··· Passage shown ···

At a hearing , the prosecutors explained to the trial court that they would provide more specifics about the charges as the case moved to the trial phase. Prosecutors referred to a provision of the law saying a prescriber may not sell more than 2,500 weight-loss pills a month, further alleging Martek was providing up to 30,000 pills per month to five doctors who were under investigation for overprescribing the drugs.
The provision the prosecutors cited, R.C. 4729.291(C)(1)(a), pertains to prescribers but does not address how many pills wholesale distributors can sell to customers. At a subsequent hearing, the prosecutors presented other sections of the chapter that Martek violated. The company countered that the provisions cited by the state did not pertain to wholesalers or were not in effect until after the time of the alleged illegal sales.
The trial court noted that it gave prosecutors ample time to supplement their case with specific provisions, and their failure to do so violated Martek’s due process rights. The trial court dismissed the case with prejudice, which prevented the state from prosecuting the company on those charges in the future.
The prosecutor’s office appealed the dismissal to the Eighth District Court of Appeals. In a split decision, the appellate court reversed the trial court decision, finding that charges were sufficiently explained for the early stage of the process, and that the case should proceed. Martek appealed the Eighth District’s decision to the Supreme Court, which agreed to hear the case.

···

* [List of tasks]
• A. According to the passage on the Martek case, how many weight-loss pills per month was Martek allegedly providing to the five doctors under investigation?
• B. Revise the stretch of the passage on the Martek case from "The trial court noted" through "hear the case.", putting "divided ruling" in place of "split decision".

··· Record excerpts ···

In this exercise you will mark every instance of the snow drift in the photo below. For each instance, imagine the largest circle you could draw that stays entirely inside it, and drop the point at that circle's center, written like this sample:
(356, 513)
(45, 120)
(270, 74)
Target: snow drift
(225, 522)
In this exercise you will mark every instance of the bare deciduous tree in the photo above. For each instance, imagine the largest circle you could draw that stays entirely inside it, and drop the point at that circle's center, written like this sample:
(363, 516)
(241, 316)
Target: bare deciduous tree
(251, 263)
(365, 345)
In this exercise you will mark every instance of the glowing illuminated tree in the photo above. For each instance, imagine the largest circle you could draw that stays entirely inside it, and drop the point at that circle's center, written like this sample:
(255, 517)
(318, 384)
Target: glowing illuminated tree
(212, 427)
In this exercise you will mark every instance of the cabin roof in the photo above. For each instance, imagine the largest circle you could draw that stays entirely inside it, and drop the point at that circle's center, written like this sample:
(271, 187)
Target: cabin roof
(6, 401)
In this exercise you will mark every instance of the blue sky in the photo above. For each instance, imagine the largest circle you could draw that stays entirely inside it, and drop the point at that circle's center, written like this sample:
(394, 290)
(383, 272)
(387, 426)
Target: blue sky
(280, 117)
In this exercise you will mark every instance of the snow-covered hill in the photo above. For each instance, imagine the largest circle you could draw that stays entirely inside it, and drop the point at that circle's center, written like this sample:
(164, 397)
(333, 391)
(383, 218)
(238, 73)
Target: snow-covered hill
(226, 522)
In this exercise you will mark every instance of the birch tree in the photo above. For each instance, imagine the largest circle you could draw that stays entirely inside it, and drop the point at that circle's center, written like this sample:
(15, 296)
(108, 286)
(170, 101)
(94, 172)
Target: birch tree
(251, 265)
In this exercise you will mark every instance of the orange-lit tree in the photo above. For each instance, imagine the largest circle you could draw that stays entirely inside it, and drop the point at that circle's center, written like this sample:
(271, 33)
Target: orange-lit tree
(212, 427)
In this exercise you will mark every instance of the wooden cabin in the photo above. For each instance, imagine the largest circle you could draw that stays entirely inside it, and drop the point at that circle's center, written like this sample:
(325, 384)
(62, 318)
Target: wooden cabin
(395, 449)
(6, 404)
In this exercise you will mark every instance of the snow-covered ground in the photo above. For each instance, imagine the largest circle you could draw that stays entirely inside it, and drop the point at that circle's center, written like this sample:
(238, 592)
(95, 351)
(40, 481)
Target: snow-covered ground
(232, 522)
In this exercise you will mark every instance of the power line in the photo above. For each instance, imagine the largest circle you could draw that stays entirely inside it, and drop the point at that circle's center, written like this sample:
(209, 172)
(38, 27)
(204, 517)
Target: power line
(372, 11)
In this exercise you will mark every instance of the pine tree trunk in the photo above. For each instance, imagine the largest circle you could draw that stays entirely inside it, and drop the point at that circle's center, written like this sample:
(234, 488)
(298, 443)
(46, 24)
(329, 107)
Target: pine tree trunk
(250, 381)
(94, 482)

···

* [Task-by-task answers]
• A. Up to 30,000 pills per month.

• B.
The trial court noted that it gave prosecutors ample time to supplement their case with specific provisions, and their failure to do so violated Martek’s due process rights. The trial court dismissed the case with prejudice, which prevented the state from prosecuting the company on those charges in the future.
The prosecutor’s office appealed the dismissal to the Eighth District Court of Appeals. In a divided ruling, the appellate court reversed the trial court decision, finding that charges were sufficiently explained for the early stage of the process, and that the case should proceed. Martek appealed the Eighth District’s decision to the Supreme Court, which agreed to hear the case.